= Beginning of Section =

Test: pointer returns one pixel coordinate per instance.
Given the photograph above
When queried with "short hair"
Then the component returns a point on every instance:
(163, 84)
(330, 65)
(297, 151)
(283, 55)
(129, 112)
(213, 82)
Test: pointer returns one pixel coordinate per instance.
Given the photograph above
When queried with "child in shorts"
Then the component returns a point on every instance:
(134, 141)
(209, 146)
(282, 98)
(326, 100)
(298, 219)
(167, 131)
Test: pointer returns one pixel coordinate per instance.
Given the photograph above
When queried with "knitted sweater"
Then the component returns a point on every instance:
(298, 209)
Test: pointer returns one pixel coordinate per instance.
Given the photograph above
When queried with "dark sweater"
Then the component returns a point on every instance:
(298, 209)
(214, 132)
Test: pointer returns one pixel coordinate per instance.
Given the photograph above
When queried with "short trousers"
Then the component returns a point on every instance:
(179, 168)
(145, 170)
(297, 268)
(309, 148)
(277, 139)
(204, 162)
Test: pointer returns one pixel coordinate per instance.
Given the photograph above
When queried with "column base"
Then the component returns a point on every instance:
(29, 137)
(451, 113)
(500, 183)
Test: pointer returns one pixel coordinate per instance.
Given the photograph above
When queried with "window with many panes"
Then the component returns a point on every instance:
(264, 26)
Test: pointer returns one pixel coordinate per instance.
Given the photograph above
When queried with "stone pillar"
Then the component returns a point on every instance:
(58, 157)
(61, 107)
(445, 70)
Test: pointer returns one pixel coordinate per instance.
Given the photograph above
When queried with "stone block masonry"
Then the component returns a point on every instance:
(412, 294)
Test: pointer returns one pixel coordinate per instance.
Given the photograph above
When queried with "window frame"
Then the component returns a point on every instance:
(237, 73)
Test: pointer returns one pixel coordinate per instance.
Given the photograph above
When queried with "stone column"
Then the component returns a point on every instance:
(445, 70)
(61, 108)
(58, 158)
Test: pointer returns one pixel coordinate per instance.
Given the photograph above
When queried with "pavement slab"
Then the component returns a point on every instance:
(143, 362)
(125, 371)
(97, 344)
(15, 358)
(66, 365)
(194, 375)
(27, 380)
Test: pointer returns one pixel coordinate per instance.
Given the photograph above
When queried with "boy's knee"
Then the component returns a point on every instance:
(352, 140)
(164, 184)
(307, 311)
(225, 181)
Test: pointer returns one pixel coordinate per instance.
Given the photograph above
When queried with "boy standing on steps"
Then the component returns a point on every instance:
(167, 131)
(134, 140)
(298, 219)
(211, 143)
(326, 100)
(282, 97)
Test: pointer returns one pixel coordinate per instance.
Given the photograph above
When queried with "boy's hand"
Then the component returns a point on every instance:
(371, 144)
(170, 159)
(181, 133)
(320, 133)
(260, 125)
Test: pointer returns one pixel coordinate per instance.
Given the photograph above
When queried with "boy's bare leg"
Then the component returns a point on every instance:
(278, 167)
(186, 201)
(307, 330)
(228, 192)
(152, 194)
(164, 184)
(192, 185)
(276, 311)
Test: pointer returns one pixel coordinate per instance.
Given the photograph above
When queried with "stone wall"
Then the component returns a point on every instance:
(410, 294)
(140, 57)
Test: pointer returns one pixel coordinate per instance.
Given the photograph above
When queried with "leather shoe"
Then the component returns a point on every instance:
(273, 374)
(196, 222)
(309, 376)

= End of Section =
= Beginning of Section =

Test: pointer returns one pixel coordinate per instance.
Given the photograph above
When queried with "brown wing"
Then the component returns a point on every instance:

= End of Section =

### What is needed
Check each line above for the string "window" and return those that contain it.

### Answer space
When queried with "window with many panes"
When queried with "window frame"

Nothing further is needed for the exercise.